- FRAGMENTO DEL TEXTO
————————

Se han dado casos de personas que han rechazado a su pareja tras perder el olfato. Y aunque no hay base científica para afirmar que las feromonas humanas existen, sí se ha demostrado que las secreciones de las glándulas axilares pueden sincronizar los ciclos menstruales de mujeres que conviven; y las que segregan los hombres podrían atraer al sexo opuesto. A Ferreira no le parece descabellado pensar que las moléculas odoríferas actúan no solo como comunicadores de nosotros respecto al exterior, sino también como llaves que «abren puertas en las células». Es decir, que tienen bioactividad, capacidad para producir modificaciones en los sistemas endocrinos, hormonales. «Todo está muy en pañales», admite López-Mascaraque.
Al olfato se le había prestado poca atención hasta los avances de Richard Axel y Linda B. Buck, premios Nobel de Medicina en 2004 por «sus descubrimientos de los receptores odorantes y la organización del sistema olfativo». Hay trabajos sobre cómo algunos ancianos dejan de comer a medida que pierden nariz. Y otros, en EE UU, que tratan de condicionar la conducta de personas obesas incorporando olores desagradables a sus platos más calóricos. Un estudio de la Universidad de Cincinnati, publicado este año, revela que la hormona ghrelina (que se sabía que estimulaba el apetito y el almacenamiento de la grasa) mejora la capacidad para detectar los alimentos mediante su olor. Sin embargo, personas anoréxicas, sometidas a restricción alimentaria, demostraron un olfato más fino que las que sufrían sobrepeso o eran obesas, según los primeros avances del estudio liderado por Fernando Fernández-Aranda, director de la Unidad de Trastornos Alimentarios del Hospital de Bellvitge y jefe de Grupo del CIBERobn (red nacional de investigadores que trabajan en obesidad y nutrición, auspiciada por el Instituto de Salud Carlos III).

————————

- LISTADO DE DATOS
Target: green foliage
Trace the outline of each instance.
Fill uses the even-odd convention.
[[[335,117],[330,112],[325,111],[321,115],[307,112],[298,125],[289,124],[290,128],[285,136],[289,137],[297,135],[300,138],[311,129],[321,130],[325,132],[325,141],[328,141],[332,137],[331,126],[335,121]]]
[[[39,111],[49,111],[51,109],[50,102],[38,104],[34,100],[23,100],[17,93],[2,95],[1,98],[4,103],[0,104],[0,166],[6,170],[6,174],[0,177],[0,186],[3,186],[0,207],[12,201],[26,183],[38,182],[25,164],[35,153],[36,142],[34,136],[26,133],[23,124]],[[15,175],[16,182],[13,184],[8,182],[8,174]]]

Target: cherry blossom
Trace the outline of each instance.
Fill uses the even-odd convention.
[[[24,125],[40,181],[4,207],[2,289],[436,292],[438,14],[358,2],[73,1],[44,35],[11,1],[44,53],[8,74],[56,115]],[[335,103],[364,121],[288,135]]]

————————

- ENUNCIADO
Sigue escribiendo el texto sobre el olfato a partir de su última oración.

- RESPUESTA
El descubrimiento pone en entredicho que la relación entre gordura y gratificación por la comida sea tan clara y directa; apunta más bien a una «no adecuada percepción gustativa y olfativa». Y deja con la duda de qué fue antes, el huevo o la gallina: si este sentido se agudiza con el ayuno (y se ve mermado con la ingesta excesiva) o si es la capacidad olfativa la que podría condicionar el desarrollo de anorexia u obesidad. «No hay evidencias para asegurar que el exceso de kilos empieza en las fosas nasales», explica el doctor. Sí para afirmar que el olfato (junto con el gusto) forma parte «no secundaria» del complejo cóctel biológico, hormonal, fisiológico y psicológico que subyace en las situaciones extremas de peso y de los mecanismos que regulan la saciedad y el apetito.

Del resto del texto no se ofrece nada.